- Problems to solve
a. Decide whether each statement agrees with the vaccine article. For each of (i), (ii) and (iii), answer yes or no and quote the deciding words. (i) Michael Osterholm is an infectious disease expert at the University of Minnesota. (ii) Jeff Zients spoke to reporters on Thursday night. (iii) Cities in Texas have been canceling vaccination appointments.
b. Answer from the vaccine article:
(i) What position does Jeff Zients hold?
(ii) Which outlet did Dr. Michael Osterholm speak to?
(iii) What reason is given for the canceled appointments?
c. Copy from the vaccine article the passage that opens with the words containing "As Trump Leaves" and closes with "of available doses.".

As Trump Leaves U.S. Without Vaccination Plan, States Cancel Appointments Due to Low Supplies

Amid reports that the outgoing administration of former President Donald Trump left no national vaccination plan for incoming President Joe Biden, cities in New York, Mississippi and South Carolina have been canceling scheduled vaccination appointments due to a lack of available doses.

"There is no plan, or was no plan, by the Trump administration in terms of distribution, how to actually talk to the public about these vaccines and educate [people] about why they're so important to their health," Dr. Michael Osterholm, an infectious disease expert at the University of Minnesota who is a member of Biden's coronavirus advisory board, told WBUR.

"What we're inheriting from the Trump administration is so much worse than we could have imagined," said Jeff Zients, Biden's COVID-19 coordinator, to reporters on Wednesday night. "We don't have the visibility that we would hope to have into supply and allocations."

- Dataset extract
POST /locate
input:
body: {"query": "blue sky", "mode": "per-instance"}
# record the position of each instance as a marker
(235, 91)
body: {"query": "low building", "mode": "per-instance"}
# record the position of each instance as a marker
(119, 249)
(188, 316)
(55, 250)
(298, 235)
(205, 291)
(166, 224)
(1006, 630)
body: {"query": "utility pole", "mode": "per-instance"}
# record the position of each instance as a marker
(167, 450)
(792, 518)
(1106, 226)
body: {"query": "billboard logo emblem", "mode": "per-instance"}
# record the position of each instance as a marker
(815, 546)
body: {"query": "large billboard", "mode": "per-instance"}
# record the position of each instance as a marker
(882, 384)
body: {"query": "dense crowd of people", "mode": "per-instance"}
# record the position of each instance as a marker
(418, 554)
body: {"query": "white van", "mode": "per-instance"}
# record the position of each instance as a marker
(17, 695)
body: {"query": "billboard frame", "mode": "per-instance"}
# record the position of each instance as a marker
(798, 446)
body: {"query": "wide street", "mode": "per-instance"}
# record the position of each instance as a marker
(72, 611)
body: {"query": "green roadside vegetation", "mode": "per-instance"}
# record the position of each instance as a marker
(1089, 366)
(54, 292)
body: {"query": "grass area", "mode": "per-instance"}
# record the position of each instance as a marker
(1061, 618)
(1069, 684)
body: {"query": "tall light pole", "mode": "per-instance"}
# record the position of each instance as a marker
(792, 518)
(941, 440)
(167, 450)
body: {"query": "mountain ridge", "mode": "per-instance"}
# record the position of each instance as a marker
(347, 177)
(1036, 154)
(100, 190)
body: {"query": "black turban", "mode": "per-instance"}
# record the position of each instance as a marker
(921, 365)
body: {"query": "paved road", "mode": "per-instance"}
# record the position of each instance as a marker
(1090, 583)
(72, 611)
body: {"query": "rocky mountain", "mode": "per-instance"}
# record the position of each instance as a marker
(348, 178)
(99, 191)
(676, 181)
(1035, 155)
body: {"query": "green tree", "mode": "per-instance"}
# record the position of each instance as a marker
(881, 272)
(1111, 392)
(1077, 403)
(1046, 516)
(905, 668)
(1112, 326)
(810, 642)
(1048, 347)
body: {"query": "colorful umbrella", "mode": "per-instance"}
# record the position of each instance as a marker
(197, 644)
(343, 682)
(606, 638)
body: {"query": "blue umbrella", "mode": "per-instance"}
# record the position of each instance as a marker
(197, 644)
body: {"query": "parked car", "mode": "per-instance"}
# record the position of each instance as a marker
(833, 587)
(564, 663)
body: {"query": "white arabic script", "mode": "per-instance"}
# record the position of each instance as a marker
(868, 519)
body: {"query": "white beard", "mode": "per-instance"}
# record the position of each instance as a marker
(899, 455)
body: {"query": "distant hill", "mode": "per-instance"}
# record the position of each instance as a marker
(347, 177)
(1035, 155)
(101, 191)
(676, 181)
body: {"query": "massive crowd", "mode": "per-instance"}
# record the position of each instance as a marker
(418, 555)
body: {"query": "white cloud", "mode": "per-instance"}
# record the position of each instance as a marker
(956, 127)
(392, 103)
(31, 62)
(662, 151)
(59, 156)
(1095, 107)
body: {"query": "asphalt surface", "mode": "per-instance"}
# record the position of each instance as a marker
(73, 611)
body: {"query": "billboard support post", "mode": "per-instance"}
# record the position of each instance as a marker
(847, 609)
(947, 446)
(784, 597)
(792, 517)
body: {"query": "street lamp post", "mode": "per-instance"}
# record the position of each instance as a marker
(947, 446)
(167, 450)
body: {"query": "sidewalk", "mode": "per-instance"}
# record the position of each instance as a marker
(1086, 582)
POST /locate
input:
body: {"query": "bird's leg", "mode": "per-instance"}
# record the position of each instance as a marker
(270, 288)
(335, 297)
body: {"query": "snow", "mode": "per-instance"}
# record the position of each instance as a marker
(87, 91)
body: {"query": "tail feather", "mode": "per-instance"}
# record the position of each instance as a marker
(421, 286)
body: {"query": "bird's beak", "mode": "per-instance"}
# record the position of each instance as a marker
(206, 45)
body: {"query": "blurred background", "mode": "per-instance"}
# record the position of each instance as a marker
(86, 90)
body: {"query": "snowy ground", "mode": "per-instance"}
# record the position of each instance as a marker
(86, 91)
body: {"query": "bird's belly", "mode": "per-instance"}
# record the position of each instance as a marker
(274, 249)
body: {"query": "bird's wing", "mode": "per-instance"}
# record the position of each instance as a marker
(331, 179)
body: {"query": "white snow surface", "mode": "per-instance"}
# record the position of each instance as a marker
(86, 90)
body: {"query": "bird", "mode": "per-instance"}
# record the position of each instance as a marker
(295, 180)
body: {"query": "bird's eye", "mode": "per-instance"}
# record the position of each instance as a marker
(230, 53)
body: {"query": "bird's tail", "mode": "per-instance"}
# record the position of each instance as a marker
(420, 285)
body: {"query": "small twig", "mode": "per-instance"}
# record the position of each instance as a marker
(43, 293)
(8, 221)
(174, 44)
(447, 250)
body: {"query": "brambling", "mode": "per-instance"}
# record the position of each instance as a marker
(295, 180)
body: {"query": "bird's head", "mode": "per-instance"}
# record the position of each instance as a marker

- Results by task
a.
(i) Yes: "an infectious disease expert at the University of Minnesota"
(ii) No: "to reporters on Wednesday night"
(iii) No: "cities in New York, Mississippi and South Carolina"

b.
(i) Biden's COVID-19 coordinator
(ii) WBUR
(iii) A lack of available doses

c.
As Trump Leaves U.S. Without Vaccination Plan, States Cancel Appointments Due to Low Supplies

Amid reports that the outgoing administration of former President Donald Trump left no national vaccination plan for incoming President Joe Biden, cities in New York, Mississippi and South Carolina have been canceling scheduled vaccination appointments due to a lack of available doses.